### Exercise description
Every line of the data below should be printed exactly.

### Entries shown
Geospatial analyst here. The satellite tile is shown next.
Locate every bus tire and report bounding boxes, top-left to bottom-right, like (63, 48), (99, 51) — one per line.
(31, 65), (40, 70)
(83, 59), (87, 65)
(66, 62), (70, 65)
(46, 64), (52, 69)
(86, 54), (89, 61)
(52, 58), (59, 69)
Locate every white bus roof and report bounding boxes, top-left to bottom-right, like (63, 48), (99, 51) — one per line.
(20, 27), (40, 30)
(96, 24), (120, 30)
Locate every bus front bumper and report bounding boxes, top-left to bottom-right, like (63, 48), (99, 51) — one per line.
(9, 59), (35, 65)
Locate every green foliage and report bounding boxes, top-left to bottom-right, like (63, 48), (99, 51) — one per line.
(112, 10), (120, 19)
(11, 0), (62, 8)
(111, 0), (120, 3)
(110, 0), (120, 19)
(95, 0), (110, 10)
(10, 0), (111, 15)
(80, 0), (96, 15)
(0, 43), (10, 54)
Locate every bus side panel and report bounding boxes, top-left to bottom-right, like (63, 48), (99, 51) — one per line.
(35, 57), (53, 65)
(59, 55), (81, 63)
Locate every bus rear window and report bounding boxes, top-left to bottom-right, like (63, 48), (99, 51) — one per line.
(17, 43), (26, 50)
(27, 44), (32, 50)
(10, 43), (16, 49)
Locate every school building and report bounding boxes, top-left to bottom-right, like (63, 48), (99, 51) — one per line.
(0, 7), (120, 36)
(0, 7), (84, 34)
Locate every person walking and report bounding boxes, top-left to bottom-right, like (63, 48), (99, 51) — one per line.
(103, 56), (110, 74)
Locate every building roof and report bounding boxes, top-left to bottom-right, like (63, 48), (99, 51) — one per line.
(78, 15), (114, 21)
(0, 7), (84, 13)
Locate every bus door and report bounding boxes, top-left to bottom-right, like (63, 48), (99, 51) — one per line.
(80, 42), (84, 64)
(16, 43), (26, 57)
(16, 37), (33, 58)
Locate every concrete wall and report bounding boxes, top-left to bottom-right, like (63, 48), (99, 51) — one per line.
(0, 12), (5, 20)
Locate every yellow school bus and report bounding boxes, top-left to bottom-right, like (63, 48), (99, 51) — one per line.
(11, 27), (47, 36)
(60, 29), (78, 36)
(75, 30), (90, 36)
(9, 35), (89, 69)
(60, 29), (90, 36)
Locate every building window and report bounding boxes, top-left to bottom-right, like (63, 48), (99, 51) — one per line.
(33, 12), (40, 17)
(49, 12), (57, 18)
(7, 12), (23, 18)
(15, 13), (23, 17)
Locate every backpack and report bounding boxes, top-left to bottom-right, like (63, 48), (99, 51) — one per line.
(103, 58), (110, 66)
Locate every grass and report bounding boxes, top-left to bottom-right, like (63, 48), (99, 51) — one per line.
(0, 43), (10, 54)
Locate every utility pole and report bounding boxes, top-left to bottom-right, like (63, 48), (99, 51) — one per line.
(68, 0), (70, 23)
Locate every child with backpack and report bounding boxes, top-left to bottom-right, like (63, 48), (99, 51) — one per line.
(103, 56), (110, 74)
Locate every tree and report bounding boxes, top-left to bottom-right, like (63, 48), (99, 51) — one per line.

### Exercise solution
Geospatial analyst here. The satellite tile is shown next.
Locate every bus tire and report bounding boxes, top-left to bottom-right, like (63, 48), (99, 51) — one per line.
(31, 65), (40, 70)
(83, 59), (87, 65)
(66, 62), (70, 65)
(46, 64), (52, 69)
(86, 54), (89, 61)
(52, 58), (59, 69)
Locate every white bus roof and report bounding boxes, top-left to bottom-right, like (63, 48), (99, 51) — one per line.
(20, 27), (40, 30)
(96, 24), (120, 30)
Locate every bus front bumper and report bounding boxes, top-left to bottom-right, like (63, 48), (99, 51) — one per line.
(9, 59), (35, 65)
Locate every green foliage and report bounding boxes, top-left to bottom-right, like (63, 48), (99, 51) — one per line.
(112, 10), (120, 19)
(11, 0), (62, 8)
(111, 0), (120, 3)
(110, 0), (120, 19)
(95, 0), (110, 10)
(10, 0), (111, 15)
(80, 0), (96, 15)
(0, 43), (10, 54)
Locate every bus side panel and report bounding boxes, top-left to bottom-right, like (63, 48), (99, 51) — one per line.
(35, 57), (53, 65)
(59, 55), (81, 63)
Locate every bus rear window and report bounding boxes, top-left to bottom-right, like (63, 48), (99, 51) — one per line.
(17, 43), (26, 50)
(27, 44), (32, 50)
(10, 43), (16, 49)
Locate every school building and report bounding boxes, top-left to bottom-right, like (63, 48), (99, 51) — one per line.
(0, 7), (120, 36)
(0, 7), (84, 34)
Locate every person walking and report bounding boxes, top-left to bottom-right, like (63, 48), (99, 51) — one per line.
(103, 56), (110, 74)
Locate every building roof and report bounding boxes, top-left to bottom-right, like (63, 48), (99, 51) — one per line.
(78, 15), (114, 21)
(0, 7), (84, 13)
Locate every bus door and report bounding boxes, top-left to bottom-right, like (63, 48), (99, 51) — one per line.
(80, 42), (84, 64)
(16, 43), (26, 57)
(16, 37), (33, 58)
Locate every concrete wall and report bounding boxes, top-left to bottom-right, like (63, 48), (99, 51) — one per line.
(0, 12), (5, 20)
Locate every yellow school bus and report bounding boxes, top-left to bottom-right, like (63, 48), (99, 51) — one per line.
(11, 27), (47, 36)
(60, 29), (78, 36)
(75, 30), (90, 36)
(9, 35), (89, 69)
(60, 29), (90, 36)
Locate every building window and report bounding boxes, top-left to bottom-right, like (63, 48), (99, 51) — one per line.
(33, 12), (40, 17)
(49, 12), (57, 18)
(7, 12), (23, 18)
(15, 13), (23, 17)
Locate every backpack and report bounding boxes, top-left to bottom-right, like (63, 48), (99, 51) — one per line.
(103, 58), (110, 66)
Locate every grass and report bounding boxes, top-left to bottom-right, like (63, 48), (99, 51) — one per line.
(0, 43), (10, 54)
Locate every utility pole and report bounding boxes, top-left to bottom-right, like (63, 48), (99, 51) — one per line.
(68, 0), (70, 23)
Locate every child with backpack and report bounding boxes, top-left to bottom-right, like (63, 48), (99, 51) — one per line.
(103, 56), (110, 74)
Locate every tree and report bounding boxes, top-left to bottom-right, like (63, 48), (99, 51) — one per line.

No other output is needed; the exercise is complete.